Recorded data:
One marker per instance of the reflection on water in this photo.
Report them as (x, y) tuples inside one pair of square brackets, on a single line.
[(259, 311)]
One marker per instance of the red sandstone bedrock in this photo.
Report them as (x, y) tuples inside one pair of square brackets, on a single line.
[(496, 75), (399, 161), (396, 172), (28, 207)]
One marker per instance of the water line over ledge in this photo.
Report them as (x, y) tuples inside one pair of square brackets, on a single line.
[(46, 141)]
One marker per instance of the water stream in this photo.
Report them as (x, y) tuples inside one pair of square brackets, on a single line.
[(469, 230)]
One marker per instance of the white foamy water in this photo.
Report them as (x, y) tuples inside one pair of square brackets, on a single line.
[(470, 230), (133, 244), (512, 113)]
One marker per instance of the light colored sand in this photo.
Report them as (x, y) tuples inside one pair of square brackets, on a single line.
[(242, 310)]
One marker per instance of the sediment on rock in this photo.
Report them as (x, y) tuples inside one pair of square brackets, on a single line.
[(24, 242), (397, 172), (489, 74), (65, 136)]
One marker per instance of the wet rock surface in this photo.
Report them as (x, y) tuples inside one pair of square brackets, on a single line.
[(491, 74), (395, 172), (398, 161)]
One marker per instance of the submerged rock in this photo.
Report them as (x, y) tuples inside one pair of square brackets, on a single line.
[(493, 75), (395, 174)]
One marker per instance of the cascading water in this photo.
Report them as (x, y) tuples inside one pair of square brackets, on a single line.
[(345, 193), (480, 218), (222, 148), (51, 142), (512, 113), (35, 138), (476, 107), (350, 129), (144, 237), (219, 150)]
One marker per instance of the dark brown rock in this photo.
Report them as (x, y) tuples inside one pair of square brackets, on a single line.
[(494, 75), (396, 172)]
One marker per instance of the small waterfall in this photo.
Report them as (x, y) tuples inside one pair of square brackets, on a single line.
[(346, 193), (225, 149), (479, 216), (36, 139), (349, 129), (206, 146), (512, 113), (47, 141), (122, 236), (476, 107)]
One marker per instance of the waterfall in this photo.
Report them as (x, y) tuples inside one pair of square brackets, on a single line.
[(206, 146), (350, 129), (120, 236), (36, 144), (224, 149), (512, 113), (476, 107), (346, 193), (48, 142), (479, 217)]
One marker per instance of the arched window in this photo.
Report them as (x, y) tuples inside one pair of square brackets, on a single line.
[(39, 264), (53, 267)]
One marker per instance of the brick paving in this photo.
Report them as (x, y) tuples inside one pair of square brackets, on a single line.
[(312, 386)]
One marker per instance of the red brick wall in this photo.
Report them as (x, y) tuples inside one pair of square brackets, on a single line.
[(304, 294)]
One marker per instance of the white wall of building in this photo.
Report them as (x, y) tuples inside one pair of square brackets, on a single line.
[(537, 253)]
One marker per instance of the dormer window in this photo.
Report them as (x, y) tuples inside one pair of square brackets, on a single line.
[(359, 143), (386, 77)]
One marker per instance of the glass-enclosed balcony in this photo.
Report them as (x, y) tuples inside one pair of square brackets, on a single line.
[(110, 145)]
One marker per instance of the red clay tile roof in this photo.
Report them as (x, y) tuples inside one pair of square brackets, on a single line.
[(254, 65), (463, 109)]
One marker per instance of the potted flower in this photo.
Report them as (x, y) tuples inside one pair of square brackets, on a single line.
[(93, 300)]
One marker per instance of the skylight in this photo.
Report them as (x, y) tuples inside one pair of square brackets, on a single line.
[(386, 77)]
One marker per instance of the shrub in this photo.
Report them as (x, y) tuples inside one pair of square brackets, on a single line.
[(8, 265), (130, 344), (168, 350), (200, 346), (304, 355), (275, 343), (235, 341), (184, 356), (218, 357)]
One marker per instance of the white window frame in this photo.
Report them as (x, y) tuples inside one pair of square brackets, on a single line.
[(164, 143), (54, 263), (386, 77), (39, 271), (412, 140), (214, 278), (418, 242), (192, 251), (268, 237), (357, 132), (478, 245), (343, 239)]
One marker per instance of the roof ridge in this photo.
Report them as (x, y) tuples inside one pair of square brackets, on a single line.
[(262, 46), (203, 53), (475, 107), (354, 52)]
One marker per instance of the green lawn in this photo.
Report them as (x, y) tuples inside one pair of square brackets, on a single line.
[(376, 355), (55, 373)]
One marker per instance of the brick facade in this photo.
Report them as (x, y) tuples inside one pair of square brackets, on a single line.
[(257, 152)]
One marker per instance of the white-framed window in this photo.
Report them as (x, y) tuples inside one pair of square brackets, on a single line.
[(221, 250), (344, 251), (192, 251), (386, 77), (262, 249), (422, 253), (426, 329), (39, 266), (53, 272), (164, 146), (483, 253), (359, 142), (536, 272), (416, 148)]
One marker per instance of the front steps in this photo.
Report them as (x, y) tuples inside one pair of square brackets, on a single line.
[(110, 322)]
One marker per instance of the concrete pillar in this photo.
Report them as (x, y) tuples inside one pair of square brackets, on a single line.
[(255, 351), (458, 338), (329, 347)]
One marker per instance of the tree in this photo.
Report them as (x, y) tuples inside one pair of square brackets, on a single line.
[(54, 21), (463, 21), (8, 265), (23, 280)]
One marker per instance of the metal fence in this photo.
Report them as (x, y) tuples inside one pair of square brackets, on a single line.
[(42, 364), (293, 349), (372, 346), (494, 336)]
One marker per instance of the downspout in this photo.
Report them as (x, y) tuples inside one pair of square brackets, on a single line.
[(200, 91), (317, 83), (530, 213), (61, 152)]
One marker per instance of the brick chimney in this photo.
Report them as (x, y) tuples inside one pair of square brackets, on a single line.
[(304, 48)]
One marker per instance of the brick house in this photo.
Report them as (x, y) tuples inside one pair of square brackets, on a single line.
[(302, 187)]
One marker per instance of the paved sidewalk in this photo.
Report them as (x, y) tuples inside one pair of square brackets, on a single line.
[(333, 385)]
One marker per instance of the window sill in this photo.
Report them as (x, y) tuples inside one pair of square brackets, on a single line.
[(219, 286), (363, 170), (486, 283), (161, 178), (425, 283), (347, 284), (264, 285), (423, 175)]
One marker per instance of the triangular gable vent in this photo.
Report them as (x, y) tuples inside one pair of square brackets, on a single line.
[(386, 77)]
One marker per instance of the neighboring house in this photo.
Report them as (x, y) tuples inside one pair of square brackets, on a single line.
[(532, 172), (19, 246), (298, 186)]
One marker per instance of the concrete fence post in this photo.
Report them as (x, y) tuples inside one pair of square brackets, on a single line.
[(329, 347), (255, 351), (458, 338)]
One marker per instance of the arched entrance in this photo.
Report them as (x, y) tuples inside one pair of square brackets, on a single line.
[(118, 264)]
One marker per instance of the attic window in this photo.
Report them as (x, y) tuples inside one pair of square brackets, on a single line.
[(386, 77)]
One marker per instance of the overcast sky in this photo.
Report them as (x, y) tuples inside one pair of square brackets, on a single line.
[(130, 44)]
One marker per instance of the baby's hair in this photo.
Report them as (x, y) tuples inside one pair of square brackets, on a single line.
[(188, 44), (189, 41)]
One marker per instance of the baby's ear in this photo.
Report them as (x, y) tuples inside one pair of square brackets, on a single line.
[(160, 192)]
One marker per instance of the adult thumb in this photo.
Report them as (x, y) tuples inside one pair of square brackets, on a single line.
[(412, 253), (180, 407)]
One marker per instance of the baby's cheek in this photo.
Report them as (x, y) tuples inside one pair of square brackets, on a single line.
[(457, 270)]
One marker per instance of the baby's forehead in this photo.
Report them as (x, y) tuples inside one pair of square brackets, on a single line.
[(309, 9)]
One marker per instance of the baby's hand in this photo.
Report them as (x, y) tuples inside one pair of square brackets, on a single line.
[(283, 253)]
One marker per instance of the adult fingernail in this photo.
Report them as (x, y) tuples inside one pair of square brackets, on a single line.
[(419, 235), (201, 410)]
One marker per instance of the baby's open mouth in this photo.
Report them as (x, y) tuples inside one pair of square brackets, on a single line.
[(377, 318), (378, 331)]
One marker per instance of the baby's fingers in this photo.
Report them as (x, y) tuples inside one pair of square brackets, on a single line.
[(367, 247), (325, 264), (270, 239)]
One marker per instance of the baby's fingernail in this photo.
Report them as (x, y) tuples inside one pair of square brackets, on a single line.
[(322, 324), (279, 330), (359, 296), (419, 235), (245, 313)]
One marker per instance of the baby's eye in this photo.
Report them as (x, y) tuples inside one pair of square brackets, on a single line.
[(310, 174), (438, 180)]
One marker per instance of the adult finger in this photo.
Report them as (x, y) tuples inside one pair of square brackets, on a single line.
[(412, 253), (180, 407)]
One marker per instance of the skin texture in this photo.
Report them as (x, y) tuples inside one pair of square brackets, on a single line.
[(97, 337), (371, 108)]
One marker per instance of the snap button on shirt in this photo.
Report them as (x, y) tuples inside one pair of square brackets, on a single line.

TASK ITEM: The answer is the run of lines above from the line containing "One marker per instance of the white foamy" through the line containing "One marker per instance of the sediment", copied exactly and alone.

TASK ANSWER:
One marker per instance of the white foamy water in this photo.
Report them as (x, y) tuples inside one pair of square brackets, on a single line.
[(470, 230), (133, 244), (512, 113)]
One marker per instance of the light colored sand in this photo.
Report them as (x, y) tuples inside one pair of square brackets, on a single line.
[(242, 310)]
One marker per instance of the sediment on rock in this photo.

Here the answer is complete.